Given instruction:
Copy out all the items below in full, requests included, and raise every coordinate in the answers by 34. Keep the sample coordinates as they are.

* START Material provided *

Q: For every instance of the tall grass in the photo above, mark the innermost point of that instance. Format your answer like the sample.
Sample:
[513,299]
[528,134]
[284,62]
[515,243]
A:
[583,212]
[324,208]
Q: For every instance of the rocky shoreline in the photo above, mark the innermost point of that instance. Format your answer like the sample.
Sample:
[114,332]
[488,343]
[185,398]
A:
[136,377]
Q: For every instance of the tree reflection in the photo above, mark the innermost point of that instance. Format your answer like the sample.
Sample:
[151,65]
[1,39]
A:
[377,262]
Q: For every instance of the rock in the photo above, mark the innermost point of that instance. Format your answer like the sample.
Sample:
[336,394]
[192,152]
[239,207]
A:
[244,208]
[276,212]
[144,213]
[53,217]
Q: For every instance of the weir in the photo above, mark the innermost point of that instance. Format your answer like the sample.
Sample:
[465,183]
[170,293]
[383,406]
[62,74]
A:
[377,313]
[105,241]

* END Material provided *

Worked solution:
Q: For every instance of the tall grass in the photo above, mark the innermost point of that instance. Format your answer like the sample.
Sample:
[513,299]
[528,134]
[284,62]
[515,243]
A:
[617,246]
[358,242]
Q: For every instance of the rocky shoreline in the photo above, mark the innermost point of that instance. Format your answer like the sample.
Sample:
[114,332]
[488,343]
[185,398]
A:
[170,411]
Q: For every instance of the tree reflection in the photo above, mark the innermost point of that instance. Format your answer like the sample.
Sample:
[151,65]
[1,39]
A:
[411,296]
Q: For every instance of the rock in the photo above, mark the innermost point of that instance. Format your answer like the sample.
Sample:
[336,394]
[192,152]
[239,207]
A:
[278,242]
[310,246]
[178,247]
[87,251]
Q: For every instance of the weir in the photo above, mark the innermost point of that instance. Format your answer like the sample.
Sample:
[465,183]
[170,293]
[383,406]
[62,74]
A:
[411,347]
[139,275]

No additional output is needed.